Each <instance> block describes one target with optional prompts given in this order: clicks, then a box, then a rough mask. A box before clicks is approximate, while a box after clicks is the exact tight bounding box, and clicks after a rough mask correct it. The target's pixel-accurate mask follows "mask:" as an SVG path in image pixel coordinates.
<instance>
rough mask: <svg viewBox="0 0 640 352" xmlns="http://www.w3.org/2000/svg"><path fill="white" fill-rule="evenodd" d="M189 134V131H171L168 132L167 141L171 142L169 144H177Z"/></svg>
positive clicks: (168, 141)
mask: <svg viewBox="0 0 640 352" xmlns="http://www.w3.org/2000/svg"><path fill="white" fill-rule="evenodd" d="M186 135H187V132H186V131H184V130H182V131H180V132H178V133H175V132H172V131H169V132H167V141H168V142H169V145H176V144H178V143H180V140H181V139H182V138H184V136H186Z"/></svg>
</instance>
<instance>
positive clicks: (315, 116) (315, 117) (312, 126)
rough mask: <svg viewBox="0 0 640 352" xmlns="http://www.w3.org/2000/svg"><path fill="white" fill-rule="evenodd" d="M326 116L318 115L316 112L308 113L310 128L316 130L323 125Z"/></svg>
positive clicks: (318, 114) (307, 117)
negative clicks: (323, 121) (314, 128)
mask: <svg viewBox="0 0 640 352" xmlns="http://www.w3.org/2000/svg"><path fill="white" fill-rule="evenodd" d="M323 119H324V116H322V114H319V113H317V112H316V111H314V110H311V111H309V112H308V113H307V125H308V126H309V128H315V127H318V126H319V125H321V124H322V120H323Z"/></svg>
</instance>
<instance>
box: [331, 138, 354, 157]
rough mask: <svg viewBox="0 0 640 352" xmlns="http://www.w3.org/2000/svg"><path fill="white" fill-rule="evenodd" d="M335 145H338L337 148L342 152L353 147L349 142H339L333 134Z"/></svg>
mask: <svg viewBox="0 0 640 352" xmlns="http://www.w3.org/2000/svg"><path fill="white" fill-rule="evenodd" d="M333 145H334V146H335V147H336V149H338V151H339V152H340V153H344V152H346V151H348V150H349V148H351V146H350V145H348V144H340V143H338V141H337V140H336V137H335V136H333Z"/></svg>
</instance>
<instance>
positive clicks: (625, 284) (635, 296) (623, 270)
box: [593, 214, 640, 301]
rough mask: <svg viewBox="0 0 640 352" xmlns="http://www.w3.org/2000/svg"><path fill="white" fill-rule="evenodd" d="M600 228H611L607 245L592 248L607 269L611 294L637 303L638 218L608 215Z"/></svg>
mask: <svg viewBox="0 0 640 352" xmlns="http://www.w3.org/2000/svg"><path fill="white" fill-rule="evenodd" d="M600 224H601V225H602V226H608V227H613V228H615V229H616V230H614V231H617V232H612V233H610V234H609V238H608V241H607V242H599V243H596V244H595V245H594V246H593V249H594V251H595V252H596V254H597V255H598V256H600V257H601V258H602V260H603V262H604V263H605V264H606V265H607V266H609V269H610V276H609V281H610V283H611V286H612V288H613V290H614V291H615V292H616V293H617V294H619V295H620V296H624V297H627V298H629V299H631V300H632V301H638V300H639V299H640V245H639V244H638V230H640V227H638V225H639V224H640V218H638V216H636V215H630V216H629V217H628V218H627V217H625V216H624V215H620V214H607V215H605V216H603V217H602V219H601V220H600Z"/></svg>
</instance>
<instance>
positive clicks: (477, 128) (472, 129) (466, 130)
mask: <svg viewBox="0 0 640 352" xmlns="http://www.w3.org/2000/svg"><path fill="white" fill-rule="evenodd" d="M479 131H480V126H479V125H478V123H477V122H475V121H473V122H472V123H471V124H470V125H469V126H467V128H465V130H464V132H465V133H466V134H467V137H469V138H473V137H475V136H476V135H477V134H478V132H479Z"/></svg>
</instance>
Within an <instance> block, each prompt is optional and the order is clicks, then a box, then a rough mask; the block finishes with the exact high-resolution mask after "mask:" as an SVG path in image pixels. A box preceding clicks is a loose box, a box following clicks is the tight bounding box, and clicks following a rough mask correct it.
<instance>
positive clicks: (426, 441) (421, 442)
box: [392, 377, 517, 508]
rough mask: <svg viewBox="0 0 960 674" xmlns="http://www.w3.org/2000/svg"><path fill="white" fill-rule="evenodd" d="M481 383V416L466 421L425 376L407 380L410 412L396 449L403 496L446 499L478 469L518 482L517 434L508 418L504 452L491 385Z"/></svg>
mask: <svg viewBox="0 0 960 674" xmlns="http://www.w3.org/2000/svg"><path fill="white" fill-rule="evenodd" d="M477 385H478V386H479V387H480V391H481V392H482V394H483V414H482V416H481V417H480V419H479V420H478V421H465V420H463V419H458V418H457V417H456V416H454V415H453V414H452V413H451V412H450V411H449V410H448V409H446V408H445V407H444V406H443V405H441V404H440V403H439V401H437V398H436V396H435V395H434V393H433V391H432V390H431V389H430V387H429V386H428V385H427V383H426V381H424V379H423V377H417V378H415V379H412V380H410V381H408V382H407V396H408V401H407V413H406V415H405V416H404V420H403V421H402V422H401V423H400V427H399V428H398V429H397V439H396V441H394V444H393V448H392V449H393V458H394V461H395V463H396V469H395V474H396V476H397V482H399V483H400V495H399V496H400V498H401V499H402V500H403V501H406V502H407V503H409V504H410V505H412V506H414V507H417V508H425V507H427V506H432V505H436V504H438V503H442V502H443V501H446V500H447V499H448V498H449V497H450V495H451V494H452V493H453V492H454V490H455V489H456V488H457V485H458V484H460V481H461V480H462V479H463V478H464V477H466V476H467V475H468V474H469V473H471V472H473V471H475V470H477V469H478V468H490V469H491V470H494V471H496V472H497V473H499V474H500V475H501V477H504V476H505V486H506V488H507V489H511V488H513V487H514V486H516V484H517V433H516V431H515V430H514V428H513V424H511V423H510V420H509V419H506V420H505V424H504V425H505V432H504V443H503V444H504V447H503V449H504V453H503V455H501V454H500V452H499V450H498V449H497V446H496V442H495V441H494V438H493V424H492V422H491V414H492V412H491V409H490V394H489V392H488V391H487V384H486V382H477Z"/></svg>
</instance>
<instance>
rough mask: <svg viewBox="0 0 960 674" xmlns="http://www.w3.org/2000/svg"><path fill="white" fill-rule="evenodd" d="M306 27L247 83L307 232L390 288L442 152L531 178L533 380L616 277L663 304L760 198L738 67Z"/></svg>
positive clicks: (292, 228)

(YOUR ASSIGNMENT):
Word for word, print the listing above once more.

(ANSWER SECTION):
Each <instance> block describes one target with optional prompts given in this order: clicks, then a box, then a rough mask. A box before clicks is approximate, while a box after clicks is the exact tight bounding box, and clicks after a rough mask correct it. The target's pixel-accurate mask follows "mask:" as an SVG path in image pixel coordinates.
<instance>
rough mask: <svg viewBox="0 0 640 352" xmlns="http://www.w3.org/2000/svg"><path fill="white" fill-rule="evenodd" d="M189 134V131H171L168 132L167 141L171 142L169 144H177Z"/></svg>
positive clicks: (168, 141)
mask: <svg viewBox="0 0 640 352" xmlns="http://www.w3.org/2000/svg"><path fill="white" fill-rule="evenodd" d="M186 135H187V132H186V131H184V130H182V131H180V132H178V133H175V132H172V131H169V132H167V141H168V142H169V145H176V144H178V143H180V140H181V139H182V138H184V136H186Z"/></svg>
</instance>
<instance>
positive clicks: (315, 116) (315, 117) (312, 126)
rough mask: <svg viewBox="0 0 640 352" xmlns="http://www.w3.org/2000/svg"><path fill="white" fill-rule="evenodd" d="M326 116L318 115L316 112L308 113L310 128L316 130L323 125Z"/></svg>
positive clicks: (318, 114) (307, 117)
negative clicks: (323, 121) (314, 128)
mask: <svg viewBox="0 0 640 352" xmlns="http://www.w3.org/2000/svg"><path fill="white" fill-rule="evenodd" d="M323 119H324V116H322V114H319V113H317V112H316V111H314V110H311V111H309V112H308V113H307V125H308V126H309V128H315V127H318V126H319V125H321V124H322V120H323Z"/></svg>
</instance>
<instance>
box: [331, 138, 354, 157]
rough mask: <svg viewBox="0 0 640 352" xmlns="http://www.w3.org/2000/svg"><path fill="white" fill-rule="evenodd" d="M335 145H338L337 148L342 152L353 147L349 142H339L333 134Z"/></svg>
mask: <svg viewBox="0 0 640 352" xmlns="http://www.w3.org/2000/svg"><path fill="white" fill-rule="evenodd" d="M333 145H334V146H335V147H336V149H338V151H339V152H340V153H344V152H346V151H348V150H349V148H351V146H350V145H348V144H340V143H338V141H337V140H336V137H335V136H333Z"/></svg>
</instance>
<instance>
positive clicks: (625, 284) (635, 296) (623, 270)
box: [593, 214, 640, 301]
rough mask: <svg viewBox="0 0 640 352" xmlns="http://www.w3.org/2000/svg"><path fill="white" fill-rule="evenodd" d="M600 228H611L607 245L592 248L607 269L611 294L637 303L638 218L608 215Z"/></svg>
mask: <svg viewBox="0 0 640 352" xmlns="http://www.w3.org/2000/svg"><path fill="white" fill-rule="evenodd" d="M600 224H601V225H602V226H608V227H613V228H615V229H616V230H614V231H617V232H612V233H610V234H609V238H608V241H607V242H599V243H596V244H595V245H594V246H593V249H594V251H595V252H596V254H597V255H598V256H600V257H601V258H602V260H603V262H604V263H605V264H606V265H607V266H609V269H610V276H609V281H610V283H611V286H612V288H613V290H614V291H615V292H616V293H617V294H619V295H620V296H624V297H627V298H629V299H631V300H632V301H638V300H639V299H640V245H639V244H638V230H640V227H638V225H639V224H640V218H638V216H636V215H630V216H629V217H628V218H627V217H625V216H624V215H620V214H607V215H605V216H603V217H602V219H601V220H600Z"/></svg>
</instance>
<instance>
positive clicks: (477, 128) (472, 129) (466, 130)
mask: <svg viewBox="0 0 640 352" xmlns="http://www.w3.org/2000/svg"><path fill="white" fill-rule="evenodd" d="M479 131H480V126H479V125H478V123H477V122H475V121H473V122H472V123H471V124H470V125H469V126H467V128H465V130H464V132H465V133H466V134H467V137H469V138H473V137H475V136H476V135H477V134H478V132H479Z"/></svg>
</instance>
Within an <instance> block, each prompt is optional and the order is clicks, then a box, then a rough mask; the block finishes with the exact high-resolution mask after "mask:" as an SVG path in image pixels. A box preceding clicks is a loose box, a box following clicks is the tight bounding box, and clicks following a rough mask correct it.
<instance>
positive clicks: (426, 441) (421, 442)
box: [392, 377, 517, 508]
rough mask: <svg viewBox="0 0 960 674" xmlns="http://www.w3.org/2000/svg"><path fill="white" fill-rule="evenodd" d="M481 383V416L466 421L425 376L407 380L410 412L396 449L403 496L446 499L478 469L518 482L517 434L508 418L504 452L491 385Z"/></svg>
mask: <svg viewBox="0 0 960 674" xmlns="http://www.w3.org/2000/svg"><path fill="white" fill-rule="evenodd" d="M477 385H478V386H479V387H480V391H481V392H482V394H483V414H482V416H481V417H480V419H479V420H478V421H465V420H463V419H458V418H457V417H456V416H454V415H453V414H452V413H451V412H450V411H449V410H448V409H446V408H445V407H444V406H443V405H441V404H440V403H439V401H437V398H436V396H435V395H434V393H433V391H432V390H431V389H430V387H429V386H428V385H427V383H426V381H424V379H423V377H417V378H415V379H412V380H410V381H408V382H407V396H408V401H407V413H406V415H405V416H404V420H403V421H402V422H401V423H400V427H399V428H398V429H397V439H396V441H394V444H393V448H392V449H393V458H394V461H395V463H396V469H395V474H396V476H397V482H399V483H400V495H399V496H400V498H401V499H402V500H403V501H406V502H407V503H409V504H410V505H412V506H414V507H417V508H425V507H427V506H432V505H436V504H438V503H442V502H443V501H446V500H447V499H448V498H449V497H450V495H451V494H452V493H453V492H454V490H455V489H456V488H457V485H458V484H460V481H461V480H462V479H463V478H464V477H466V476H467V475H468V474H469V473H471V472H473V471H475V470H477V469H478V468H490V469H491V470H494V471H496V472H497V473H499V474H500V475H501V477H504V476H505V486H506V488H507V489H511V488H513V487H514V486H516V484H517V433H516V431H515V430H514V428H513V424H511V423H510V420H509V419H506V420H505V424H504V425H505V432H504V443H503V444H504V447H503V449H504V453H503V455H501V454H500V452H499V450H498V449H497V446H496V442H495V441H494V438H493V424H492V422H491V414H492V412H491V409H490V394H489V392H488V391H487V384H486V382H477Z"/></svg>
</instance>
<instance>
rough mask: <svg viewBox="0 0 960 674" xmlns="http://www.w3.org/2000/svg"><path fill="white" fill-rule="evenodd" d="M306 27L247 83L307 232L390 288L442 152L531 178L533 380L616 277L663 304L760 198L738 67Z"/></svg>
positive clicks: (292, 228)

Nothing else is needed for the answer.